## What to work on
Reproduce every item below verbatim, leaving out the pictures.

>> BEGIN Records supplied

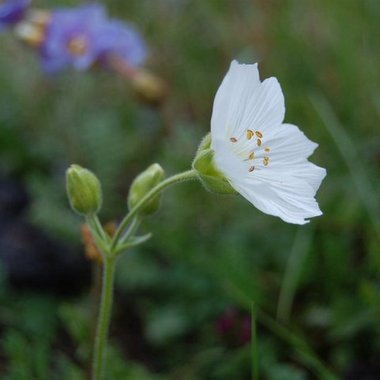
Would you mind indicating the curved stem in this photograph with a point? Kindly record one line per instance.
(185, 176)
(103, 318)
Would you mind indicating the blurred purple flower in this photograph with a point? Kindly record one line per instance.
(82, 36)
(124, 41)
(12, 11)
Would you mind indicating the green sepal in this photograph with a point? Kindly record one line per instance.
(83, 190)
(142, 184)
(209, 175)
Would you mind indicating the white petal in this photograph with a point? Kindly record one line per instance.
(288, 145)
(242, 102)
(293, 202)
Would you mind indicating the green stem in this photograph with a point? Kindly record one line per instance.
(103, 318)
(181, 177)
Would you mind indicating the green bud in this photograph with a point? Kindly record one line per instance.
(83, 190)
(212, 179)
(142, 184)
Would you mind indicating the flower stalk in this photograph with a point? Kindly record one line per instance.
(111, 249)
(103, 318)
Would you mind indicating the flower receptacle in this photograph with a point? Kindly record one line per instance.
(83, 190)
(209, 175)
(142, 184)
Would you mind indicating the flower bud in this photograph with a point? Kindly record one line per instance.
(142, 184)
(83, 190)
(209, 175)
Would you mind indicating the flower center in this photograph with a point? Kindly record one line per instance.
(78, 45)
(252, 154)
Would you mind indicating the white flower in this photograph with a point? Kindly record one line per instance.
(263, 159)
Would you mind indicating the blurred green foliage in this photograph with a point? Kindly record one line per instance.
(318, 284)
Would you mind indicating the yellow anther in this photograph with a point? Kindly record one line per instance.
(78, 45)
(249, 134)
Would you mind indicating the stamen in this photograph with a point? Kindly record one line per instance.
(249, 134)
(78, 45)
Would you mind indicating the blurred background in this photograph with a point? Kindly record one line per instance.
(183, 301)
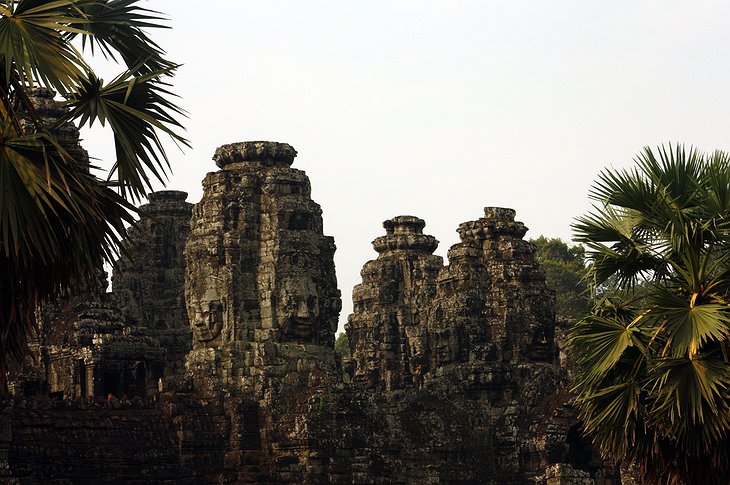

>> END Records supplied

## Exercise solution
Would you mind indicating the curved stem in this photograph with a point? Kindly record one line per instance.
(185, 176)
(103, 318)
Would you mind indicating the blurred purple flower in this photograph with a point? Kindly record one line per instance.
(82, 36)
(124, 41)
(12, 11)
Would you mind indicating the green sepal in this photograph with a point? Kindly record one line per instance.
(83, 190)
(142, 184)
(209, 175)
Would you mind indicating the white petal in this photograph with a point? Kindly record one line per instance.
(288, 145)
(242, 102)
(293, 202)
Would you mind indicating the green stem in this photograph with a point? Kindly record one line per instance.
(103, 318)
(181, 177)
Would you mind indicating the green bud in this photograph with a point? Kindly record one line per instance.
(83, 190)
(212, 179)
(142, 184)
Would you mind indicating the flower stalk in this photograph with a point? Kindly record one line per instance.
(111, 249)
(103, 318)
Would you mind indicating the flower receptacle in this photograph with a point? Kindly record one line per instance.
(83, 190)
(209, 175)
(142, 184)
Would you mind indicating the flower bud in this photograph with a point? Kindly record one line per instance.
(142, 184)
(83, 190)
(209, 175)
Would you mind indicating the flower center in this photograph with a point? Kindly record one line per instance.
(78, 45)
(252, 154)
Would you mind indicating the white flower in this photograph with a point? Kindly record one line per instance.
(263, 159)
Would you mind indicating the blurred green foliage in this photograph with a point? Kindly record one line per instance.
(318, 284)
Would you mind indicating the yellow anther in this photograph with a point? Kindly record one line per instance.
(78, 45)
(249, 134)
Would you mind indicating the stamen in this photograph with a point? Kindly record one line per instance.
(249, 134)
(78, 45)
Would you mind indicating the blurred background in this photograph with a point? Kindly record one line per instance.
(183, 301)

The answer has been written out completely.